▸ GIVEN INFORMATION:
_ _ _ _ _ _ _

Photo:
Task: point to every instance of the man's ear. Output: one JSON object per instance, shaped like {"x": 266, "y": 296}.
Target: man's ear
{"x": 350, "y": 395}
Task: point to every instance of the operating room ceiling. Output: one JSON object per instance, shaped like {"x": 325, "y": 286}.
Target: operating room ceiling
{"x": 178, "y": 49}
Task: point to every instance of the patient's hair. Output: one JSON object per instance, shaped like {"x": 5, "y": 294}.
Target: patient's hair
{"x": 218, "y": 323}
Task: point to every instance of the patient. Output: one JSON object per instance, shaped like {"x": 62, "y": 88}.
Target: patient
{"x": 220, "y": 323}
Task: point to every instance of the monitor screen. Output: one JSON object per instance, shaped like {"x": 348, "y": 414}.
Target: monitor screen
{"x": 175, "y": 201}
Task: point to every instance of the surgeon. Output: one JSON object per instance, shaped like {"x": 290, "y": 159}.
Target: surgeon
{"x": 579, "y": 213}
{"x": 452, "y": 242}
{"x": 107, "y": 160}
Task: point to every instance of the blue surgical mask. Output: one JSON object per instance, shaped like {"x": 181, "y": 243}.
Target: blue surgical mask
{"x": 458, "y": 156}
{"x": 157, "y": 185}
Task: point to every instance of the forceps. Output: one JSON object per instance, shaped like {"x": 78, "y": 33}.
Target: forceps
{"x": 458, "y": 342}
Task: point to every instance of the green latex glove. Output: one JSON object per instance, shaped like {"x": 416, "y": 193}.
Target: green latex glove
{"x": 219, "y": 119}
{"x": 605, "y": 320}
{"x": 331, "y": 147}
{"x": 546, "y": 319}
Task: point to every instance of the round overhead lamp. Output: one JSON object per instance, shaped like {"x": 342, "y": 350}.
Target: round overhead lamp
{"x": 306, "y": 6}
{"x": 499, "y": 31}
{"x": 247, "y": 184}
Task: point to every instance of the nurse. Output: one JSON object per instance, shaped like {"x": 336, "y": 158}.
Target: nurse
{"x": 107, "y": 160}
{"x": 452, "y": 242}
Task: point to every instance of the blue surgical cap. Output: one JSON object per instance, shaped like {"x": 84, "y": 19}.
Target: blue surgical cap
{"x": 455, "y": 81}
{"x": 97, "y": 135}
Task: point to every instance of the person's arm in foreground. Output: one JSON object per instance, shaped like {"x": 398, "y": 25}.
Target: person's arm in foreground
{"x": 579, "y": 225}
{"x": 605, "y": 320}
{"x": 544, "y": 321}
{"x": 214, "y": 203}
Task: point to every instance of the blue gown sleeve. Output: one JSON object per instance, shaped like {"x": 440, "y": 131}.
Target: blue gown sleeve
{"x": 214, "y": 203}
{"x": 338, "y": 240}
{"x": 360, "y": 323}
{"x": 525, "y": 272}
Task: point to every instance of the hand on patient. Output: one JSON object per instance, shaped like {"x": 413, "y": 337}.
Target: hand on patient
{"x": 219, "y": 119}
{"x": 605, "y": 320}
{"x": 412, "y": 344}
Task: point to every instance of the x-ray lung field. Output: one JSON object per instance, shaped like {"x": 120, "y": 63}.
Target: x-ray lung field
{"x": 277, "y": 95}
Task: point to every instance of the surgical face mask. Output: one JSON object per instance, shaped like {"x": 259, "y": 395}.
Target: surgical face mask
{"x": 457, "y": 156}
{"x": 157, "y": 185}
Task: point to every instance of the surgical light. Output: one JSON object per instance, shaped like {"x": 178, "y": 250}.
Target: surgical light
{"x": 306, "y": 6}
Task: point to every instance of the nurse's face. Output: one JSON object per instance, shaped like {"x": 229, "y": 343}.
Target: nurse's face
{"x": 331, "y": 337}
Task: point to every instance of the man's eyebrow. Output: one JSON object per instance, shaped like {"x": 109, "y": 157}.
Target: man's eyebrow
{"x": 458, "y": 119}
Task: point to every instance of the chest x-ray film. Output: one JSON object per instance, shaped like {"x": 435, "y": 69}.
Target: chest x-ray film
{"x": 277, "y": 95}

_ _ _ _ _ _ _

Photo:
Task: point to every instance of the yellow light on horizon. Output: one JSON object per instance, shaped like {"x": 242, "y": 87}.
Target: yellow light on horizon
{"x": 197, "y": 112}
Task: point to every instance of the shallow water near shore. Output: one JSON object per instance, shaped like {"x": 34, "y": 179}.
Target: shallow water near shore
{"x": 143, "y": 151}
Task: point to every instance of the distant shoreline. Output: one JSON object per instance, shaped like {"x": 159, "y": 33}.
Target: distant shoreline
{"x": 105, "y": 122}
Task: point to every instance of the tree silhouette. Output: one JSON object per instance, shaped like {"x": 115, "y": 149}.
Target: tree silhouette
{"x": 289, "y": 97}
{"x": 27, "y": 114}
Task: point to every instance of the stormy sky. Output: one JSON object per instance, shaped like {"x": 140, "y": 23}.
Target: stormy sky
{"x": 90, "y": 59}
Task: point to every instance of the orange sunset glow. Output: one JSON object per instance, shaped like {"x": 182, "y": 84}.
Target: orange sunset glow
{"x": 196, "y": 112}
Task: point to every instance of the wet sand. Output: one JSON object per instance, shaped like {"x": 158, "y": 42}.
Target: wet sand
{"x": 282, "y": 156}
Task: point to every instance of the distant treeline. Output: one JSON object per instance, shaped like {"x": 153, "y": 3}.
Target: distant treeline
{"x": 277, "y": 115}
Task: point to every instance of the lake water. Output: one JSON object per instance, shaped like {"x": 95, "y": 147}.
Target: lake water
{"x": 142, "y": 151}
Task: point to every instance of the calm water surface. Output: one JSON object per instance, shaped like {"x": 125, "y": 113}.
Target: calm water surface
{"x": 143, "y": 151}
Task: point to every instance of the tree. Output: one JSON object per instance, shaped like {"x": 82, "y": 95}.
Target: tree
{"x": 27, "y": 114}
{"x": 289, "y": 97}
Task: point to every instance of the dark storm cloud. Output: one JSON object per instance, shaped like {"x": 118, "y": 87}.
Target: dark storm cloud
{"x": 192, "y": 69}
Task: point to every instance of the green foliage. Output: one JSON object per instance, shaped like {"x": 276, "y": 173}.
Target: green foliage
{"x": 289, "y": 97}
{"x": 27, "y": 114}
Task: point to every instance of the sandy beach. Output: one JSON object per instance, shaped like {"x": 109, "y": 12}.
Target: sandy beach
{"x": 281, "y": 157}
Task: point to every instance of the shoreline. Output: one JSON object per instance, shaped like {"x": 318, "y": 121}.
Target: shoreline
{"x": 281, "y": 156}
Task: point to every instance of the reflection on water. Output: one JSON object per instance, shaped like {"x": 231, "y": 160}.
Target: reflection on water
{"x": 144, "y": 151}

_ _ _ _ _ _ _

▸ THE REQUEST:
Please count the lines in the rows above that contain the word "film". Reply with only the number.

▸ ANSWER FOR THIS EXERCISE:
2